[Start Data to process]

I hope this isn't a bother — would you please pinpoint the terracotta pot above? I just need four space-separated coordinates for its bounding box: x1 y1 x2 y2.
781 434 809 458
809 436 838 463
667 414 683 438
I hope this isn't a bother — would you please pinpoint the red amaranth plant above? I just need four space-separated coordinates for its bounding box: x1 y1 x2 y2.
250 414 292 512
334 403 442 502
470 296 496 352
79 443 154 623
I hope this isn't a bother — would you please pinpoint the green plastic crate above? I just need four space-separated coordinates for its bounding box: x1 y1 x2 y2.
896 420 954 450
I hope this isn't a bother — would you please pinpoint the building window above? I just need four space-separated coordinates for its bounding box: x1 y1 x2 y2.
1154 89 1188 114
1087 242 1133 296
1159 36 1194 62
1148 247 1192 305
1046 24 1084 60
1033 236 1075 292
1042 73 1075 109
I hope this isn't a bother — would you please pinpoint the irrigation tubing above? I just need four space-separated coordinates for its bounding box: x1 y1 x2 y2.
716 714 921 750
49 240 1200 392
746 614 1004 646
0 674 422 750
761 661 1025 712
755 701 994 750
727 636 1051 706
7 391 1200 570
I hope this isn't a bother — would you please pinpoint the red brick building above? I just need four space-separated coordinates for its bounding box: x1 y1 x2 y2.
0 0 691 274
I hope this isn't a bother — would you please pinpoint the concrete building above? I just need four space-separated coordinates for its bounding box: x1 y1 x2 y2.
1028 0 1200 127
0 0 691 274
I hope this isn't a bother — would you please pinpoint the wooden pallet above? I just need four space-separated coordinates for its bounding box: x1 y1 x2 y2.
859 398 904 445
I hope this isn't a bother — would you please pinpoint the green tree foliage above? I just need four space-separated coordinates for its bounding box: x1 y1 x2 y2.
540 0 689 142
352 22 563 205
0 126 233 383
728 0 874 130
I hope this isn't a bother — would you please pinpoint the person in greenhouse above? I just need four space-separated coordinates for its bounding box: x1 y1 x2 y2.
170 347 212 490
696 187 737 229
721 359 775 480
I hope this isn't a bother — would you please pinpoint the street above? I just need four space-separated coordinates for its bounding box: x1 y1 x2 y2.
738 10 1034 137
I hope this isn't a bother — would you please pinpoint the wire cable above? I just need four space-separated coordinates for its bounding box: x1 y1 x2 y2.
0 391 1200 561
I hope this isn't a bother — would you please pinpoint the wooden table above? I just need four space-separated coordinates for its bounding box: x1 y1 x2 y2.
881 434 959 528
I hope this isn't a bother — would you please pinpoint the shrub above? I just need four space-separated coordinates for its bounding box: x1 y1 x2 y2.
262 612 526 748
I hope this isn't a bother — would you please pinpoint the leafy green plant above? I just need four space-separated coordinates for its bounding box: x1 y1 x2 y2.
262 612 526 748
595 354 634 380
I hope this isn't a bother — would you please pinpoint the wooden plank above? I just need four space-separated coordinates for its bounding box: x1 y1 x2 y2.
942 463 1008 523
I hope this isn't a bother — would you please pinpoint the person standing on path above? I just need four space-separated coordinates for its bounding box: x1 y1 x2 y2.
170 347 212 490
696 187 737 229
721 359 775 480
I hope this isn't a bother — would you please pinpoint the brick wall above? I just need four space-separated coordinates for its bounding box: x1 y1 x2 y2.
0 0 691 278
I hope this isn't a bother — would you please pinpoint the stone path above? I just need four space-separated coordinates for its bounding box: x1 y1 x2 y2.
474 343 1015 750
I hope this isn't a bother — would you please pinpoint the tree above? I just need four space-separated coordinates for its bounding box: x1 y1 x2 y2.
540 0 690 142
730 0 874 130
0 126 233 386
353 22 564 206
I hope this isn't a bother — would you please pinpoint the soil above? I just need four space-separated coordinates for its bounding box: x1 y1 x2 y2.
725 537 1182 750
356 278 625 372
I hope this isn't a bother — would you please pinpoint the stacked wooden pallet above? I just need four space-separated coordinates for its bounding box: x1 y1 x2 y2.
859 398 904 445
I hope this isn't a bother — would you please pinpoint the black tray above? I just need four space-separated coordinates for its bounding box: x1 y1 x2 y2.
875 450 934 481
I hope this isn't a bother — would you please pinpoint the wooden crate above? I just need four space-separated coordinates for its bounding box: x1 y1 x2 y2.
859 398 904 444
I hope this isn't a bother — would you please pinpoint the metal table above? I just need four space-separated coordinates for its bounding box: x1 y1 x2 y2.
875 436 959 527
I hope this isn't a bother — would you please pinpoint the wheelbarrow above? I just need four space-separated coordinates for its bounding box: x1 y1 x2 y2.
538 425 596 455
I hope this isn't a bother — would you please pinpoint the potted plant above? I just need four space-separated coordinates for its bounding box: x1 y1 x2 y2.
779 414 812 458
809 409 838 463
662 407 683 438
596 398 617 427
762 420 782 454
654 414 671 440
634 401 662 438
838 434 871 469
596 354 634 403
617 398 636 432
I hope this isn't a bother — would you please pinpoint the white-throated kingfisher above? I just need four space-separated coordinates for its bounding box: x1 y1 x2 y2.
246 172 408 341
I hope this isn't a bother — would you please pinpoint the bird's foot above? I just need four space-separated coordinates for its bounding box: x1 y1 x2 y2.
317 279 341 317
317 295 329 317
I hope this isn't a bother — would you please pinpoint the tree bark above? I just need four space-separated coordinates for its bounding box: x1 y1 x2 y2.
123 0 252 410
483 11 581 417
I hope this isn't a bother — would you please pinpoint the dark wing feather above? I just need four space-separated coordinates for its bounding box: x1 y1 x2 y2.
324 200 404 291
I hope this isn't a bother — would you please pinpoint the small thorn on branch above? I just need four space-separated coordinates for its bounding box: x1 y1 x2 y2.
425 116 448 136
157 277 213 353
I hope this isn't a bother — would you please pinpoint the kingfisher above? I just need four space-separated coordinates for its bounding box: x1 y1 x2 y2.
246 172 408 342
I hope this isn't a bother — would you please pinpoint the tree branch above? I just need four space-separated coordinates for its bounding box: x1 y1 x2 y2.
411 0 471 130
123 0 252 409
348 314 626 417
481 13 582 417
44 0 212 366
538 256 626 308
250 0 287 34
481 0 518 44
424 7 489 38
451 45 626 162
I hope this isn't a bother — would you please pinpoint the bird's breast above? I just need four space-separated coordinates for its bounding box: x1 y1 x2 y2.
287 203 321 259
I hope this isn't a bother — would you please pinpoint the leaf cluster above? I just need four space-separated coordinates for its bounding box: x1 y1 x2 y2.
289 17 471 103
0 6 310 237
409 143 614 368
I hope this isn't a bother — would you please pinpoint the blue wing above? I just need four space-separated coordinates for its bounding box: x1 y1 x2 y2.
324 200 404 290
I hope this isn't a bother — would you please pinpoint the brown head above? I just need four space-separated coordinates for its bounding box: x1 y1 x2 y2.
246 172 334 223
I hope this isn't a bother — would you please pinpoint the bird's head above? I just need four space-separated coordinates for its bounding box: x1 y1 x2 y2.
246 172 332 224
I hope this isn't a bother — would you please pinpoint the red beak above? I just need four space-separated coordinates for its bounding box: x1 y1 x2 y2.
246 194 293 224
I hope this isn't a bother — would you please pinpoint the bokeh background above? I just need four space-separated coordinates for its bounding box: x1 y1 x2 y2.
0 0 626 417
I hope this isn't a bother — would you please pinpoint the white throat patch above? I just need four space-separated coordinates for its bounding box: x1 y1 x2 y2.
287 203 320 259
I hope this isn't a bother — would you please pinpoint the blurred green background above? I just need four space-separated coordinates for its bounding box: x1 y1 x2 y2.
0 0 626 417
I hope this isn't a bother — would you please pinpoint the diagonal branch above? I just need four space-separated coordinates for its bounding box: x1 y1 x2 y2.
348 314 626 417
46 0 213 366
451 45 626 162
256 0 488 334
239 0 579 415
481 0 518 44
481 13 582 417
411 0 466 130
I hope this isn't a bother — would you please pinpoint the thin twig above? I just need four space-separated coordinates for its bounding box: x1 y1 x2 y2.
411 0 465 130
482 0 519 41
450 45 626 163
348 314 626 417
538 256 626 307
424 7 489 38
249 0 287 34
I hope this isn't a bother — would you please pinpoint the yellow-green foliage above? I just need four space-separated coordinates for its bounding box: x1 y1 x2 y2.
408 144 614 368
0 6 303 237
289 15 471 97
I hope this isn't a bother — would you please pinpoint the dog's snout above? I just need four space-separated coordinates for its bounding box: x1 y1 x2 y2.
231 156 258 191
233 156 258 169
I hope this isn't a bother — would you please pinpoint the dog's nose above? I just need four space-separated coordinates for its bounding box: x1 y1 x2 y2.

[End Data to process]

> **What the task requires**
Edit the lines starting at the one containing "pinpoint the thin" and ending at the one containing "249 0 287 34", replacing "twig" with "branch" and keeping everything else the same. Return only those lines.

> **Answer to the exercise**
I hope this isn't a bother — would you please pinpoint the thin branch above? I just need four space-separated coordinates for its bounding box: x1 y1 x2 y2.
411 0 465 130
482 0 519 41
450 45 626 163
348 314 626 417
538 256 626 307
424 7 489 38
249 0 287 34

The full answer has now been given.